=== Records for this task ===
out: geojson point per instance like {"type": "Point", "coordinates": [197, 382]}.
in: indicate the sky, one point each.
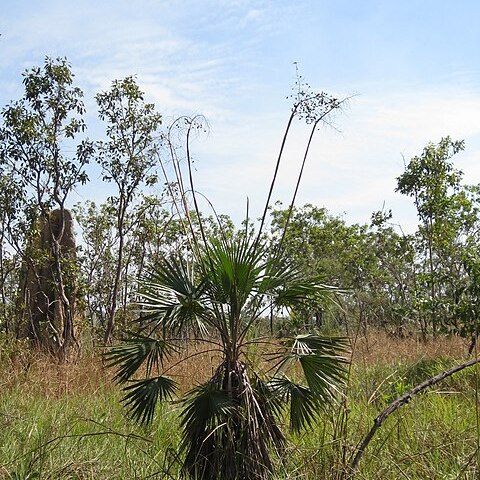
{"type": "Point", "coordinates": [411, 67]}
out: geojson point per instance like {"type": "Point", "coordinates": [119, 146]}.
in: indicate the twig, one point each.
{"type": "Point", "coordinates": [399, 402]}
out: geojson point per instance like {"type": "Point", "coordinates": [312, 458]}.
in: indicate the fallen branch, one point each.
{"type": "Point", "coordinates": [399, 402]}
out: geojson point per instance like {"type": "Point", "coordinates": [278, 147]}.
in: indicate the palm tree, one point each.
{"type": "Point", "coordinates": [220, 293]}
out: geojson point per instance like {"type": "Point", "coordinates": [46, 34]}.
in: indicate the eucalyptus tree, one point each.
{"type": "Point", "coordinates": [221, 291]}
{"type": "Point", "coordinates": [447, 214]}
{"type": "Point", "coordinates": [127, 159]}
{"type": "Point", "coordinates": [41, 154]}
{"type": "Point", "coordinates": [97, 255]}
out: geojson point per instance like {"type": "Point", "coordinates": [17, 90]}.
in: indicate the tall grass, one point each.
{"type": "Point", "coordinates": [66, 421]}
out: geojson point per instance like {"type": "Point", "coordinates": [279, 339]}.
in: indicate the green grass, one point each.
{"type": "Point", "coordinates": [54, 427]}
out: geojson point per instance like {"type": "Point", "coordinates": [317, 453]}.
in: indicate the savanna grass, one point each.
{"type": "Point", "coordinates": [66, 421]}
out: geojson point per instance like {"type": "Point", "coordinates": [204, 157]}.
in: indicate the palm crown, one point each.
{"type": "Point", "coordinates": [219, 293]}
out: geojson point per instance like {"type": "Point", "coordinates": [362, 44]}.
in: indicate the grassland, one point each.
{"type": "Point", "coordinates": [66, 421]}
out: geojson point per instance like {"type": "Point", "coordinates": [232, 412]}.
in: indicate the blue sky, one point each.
{"type": "Point", "coordinates": [414, 66]}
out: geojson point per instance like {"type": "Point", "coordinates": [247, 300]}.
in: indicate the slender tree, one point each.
{"type": "Point", "coordinates": [127, 159]}
{"type": "Point", "coordinates": [37, 135]}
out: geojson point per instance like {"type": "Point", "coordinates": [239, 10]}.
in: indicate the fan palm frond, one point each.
{"type": "Point", "coordinates": [135, 352]}
{"type": "Point", "coordinates": [304, 404]}
{"type": "Point", "coordinates": [142, 396]}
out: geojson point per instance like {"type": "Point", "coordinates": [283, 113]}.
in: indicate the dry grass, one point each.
{"type": "Point", "coordinates": [378, 348]}
{"type": "Point", "coordinates": [40, 374]}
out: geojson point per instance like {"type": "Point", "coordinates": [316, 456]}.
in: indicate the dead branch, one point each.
{"type": "Point", "coordinates": [399, 402]}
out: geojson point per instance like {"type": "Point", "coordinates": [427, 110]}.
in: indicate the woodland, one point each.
{"type": "Point", "coordinates": [148, 336]}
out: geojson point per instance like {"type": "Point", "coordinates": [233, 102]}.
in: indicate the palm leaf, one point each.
{"type": "Point", "coordinates": [142, 396]}
{"type": "Point", "coordinates": [170, 298]}
{"type": "Point", "coordinates": [321, 361]}
{"type": "Point", "coordinates": [304, 404]}
{"type": "Point", "coordinates": [136, 350]}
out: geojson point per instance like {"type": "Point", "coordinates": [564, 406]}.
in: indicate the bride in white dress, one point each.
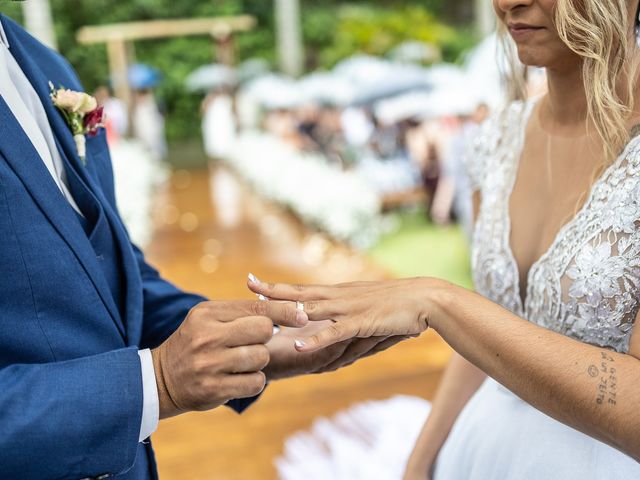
{"type": "Point", "coordinates": [545, 383]}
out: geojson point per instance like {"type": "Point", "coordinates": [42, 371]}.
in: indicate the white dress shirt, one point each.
{"type": "Point", "coordinates": [26, 106]}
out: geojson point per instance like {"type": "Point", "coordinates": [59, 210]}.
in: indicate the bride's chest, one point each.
{"type": "Point", "coordinates": [575, 273]}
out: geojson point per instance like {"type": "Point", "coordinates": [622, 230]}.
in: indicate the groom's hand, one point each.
{"type": "Point", "coordinates": [218, 353]}
{"type": "Point", "coordinates": [285, 361]}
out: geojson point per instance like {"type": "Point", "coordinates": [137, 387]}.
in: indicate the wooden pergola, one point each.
{"type": "Point", "coordinates": [120, 38]}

=== Task to carry out ===
Take the records above and transcribe them exactly, dropping every picture.

=== The reply ===
out: geojson point per instance like {"type": "Point", "coordinates": [197, 382]}.
in: indicate the sky, one point each.
{"type": "Point", "coordinates": [411, 67]}
out: geojson point per instance like {"type": "Point", "coordinates": [119, 146]}.
in: indicate the twig, one point each.
{"type": "Point", "coordinates": [399, 402]}
out: geojson point per instance like {"type": "Point", "coordinates": [312, 458]}.
in: indicate the fallen branch, one point each.
{"type": "Point", "coordinates": [399, 402]}
out: geojson point per instance like {"type": "Point", "coordinates": [278, 147]}.
in: indicate the palm tree, one point each.
{"type": "Point", "coordinates": [220, 293]}
out: geojson point per instance like {"type": "Point", "coordinates": [46, 34]}.
in: indicate the eucalyptus tree, one point each.
{"type": "Point", "coordinates": [221, 291]}
{"type": "Point", "coordinates": [447, 214]}
{"type": "Point", "coordinates": [127, 159]}
{"type": "Point", "coordinates": [41, 154]}
{"type": "Point", "coordinates": [97, 255]}
out: geojson point per instance like {"type": "Point", "coordinates": [17, 90]}.
in: indicate the tall grass, one point each.
{"type": "Point", "coordinates": [66, 421]}
out: geojson point per instance like {"type": "Point", "coordinates": [279, 339]}.
in: indicate the green grass, one point each.
{"type": "Point", "coordinates": [54, 427]}
out: geojson point per instance like {"type": "Point", "coordinates": [317, 453]}.
in: indicate the savanna grass, one point each.
{"type": "Point", "coordinates": [66, 421]}
out: geojson point per instance like {"type": "Point", "coordinates": [204, 157]}.
in: indicate the palm crown, one point each.
{"type": "Point", "coordinates": [219, 293]}
out: geojson point per instance like {"type": "Point", "coordinates": [362, 44]}.
in: indicate the grassland, one point each.
{"type": "Point", "coordinates": [66, 421]}
out: geojson point per instance like {"type": "Point", "coordinates": [232, 412]}.
in: indicate the blue sky, one point each.
{"type": "Point", "coordinates": [414, 66]}
out: geojson point per instance like {"type": "Point", "coordinates": [247, 300]}.
in: indicate the slender tree, one point each.
{"type": "Point", "coordinates": [127, 159]}
{"type": "Point", "coordinates": [37, 135]}
out: geojson point per instance like {"type": "Point", "coordinates": [239, 10]}.
in: indicate the fan palm frond, one point each.
{"type": "Point", "coordinates": [135, 352]}
{"type": "Point", "coordinates": [304, 404]}
{"type": "Point", "coordinates": [142, 396]}
out: geojson point per instance like {"type": "Point", "coordinates": [283, 113]}.
in: indicate the dry grass, one point each.
{"type": "Point", "coordinates": [378, 348]}
{"type": "Point", "coordinates": [40, 374]}
out: geojson point per instance like {"type": "Point", "coordinates": [316, 456]}.
in: indicate the dead branch, one point each.
{"type": "Point", "coordinates": [399, 402]}
out: geojson point per instance like {"type": "Point", "coordinates": [427, 110]}.
in: indicate the woodland, one point each.
{"type": "Point", "coordinates": [148, 336]}
out: geojson point per instance like {"type": "Point", "coordinates": [233, 102]}.
in: indicate the palm leaf, one point each.
{"type": "Point", "coordinates": [142, 396]}
{"type": "Point", "coordinates": [170, 298]}
{"type": "Point", "coordinates": [321, 361]}
{"type": "Point", "coordinates": [304, 404]}
{"type": "Point", "coordinates": [136, 350]}
out: geojson point per instance like {"type": "Point", "coordinates": [564, 406]}.
in: indicate the bride in white dress, one point each.
{"type": "Point", "coordinates": [545, 383]}
out: geojson point per instance like {"type": "Point", "coordinates": [42, 371]}.
in: indicate the white dress shirt, one point each.
{"type": "Point", "coordinates": [26, 106]}
out: geojson point per instance like {"type": "Point", "coordinates": [59, 210]}.
in: indicate the bride's chest, one point each.
{"type": "Point", "coordinates": [575, 273]}
out: geojson point per instance like {"type": "Point", "coordinates": [622, 230]}.
in: indicate the groom's hand, one point each.
{"type": "Point", "coordinates": [218, 353]}
{"type": "Point", "coordinates": [285, 361]}
out: geojson point per instance like {"type": "Point", "coordinates": [137, 387]}.
in: indicate the wooden pergola, one point each.
{"type": "Point", "coordinates": [120, 38]}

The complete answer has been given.